● YOUR GOAL
From the data below, pull out each line that contains the word "every", and copy those lines unchanged.

● MATERIAL FOR THIS EXERCISE
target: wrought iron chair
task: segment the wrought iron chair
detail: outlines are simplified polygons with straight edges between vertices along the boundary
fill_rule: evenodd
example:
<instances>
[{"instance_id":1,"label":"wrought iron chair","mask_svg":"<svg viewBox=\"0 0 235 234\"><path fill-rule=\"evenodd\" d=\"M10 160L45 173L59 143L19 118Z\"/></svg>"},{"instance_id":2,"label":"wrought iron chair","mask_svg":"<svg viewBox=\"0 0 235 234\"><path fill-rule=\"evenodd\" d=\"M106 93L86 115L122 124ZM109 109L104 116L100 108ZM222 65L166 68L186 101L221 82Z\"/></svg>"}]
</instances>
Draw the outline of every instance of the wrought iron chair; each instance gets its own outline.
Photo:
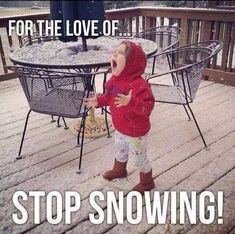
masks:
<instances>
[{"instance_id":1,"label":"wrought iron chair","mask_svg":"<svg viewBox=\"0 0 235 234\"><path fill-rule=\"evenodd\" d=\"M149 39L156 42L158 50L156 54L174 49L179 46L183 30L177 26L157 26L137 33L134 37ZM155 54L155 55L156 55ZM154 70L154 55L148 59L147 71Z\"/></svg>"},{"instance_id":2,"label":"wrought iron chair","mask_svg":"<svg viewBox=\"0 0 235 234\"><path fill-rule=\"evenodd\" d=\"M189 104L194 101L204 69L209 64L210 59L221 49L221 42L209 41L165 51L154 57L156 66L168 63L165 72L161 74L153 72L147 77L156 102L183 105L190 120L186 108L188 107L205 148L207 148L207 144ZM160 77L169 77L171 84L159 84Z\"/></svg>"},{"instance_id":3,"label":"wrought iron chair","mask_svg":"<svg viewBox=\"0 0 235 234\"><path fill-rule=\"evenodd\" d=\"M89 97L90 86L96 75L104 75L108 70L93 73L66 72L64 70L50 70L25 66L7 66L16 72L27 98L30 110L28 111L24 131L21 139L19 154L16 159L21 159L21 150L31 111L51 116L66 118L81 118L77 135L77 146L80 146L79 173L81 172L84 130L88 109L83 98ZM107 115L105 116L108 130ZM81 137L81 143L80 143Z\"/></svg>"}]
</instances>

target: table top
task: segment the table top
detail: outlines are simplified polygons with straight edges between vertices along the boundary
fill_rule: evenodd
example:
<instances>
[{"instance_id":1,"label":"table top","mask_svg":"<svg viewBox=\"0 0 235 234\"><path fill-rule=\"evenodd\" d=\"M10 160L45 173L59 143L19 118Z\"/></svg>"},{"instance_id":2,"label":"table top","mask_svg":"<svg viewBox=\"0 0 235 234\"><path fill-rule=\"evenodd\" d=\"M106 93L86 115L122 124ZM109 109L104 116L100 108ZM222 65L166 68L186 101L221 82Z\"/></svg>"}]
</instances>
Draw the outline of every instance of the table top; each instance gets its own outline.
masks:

● RESPONSE
Draw the outline of every instance of the wrought iron chair; each instance gets its own outline.
Draw the outline of every instance of the table top; each instance gets its own outline.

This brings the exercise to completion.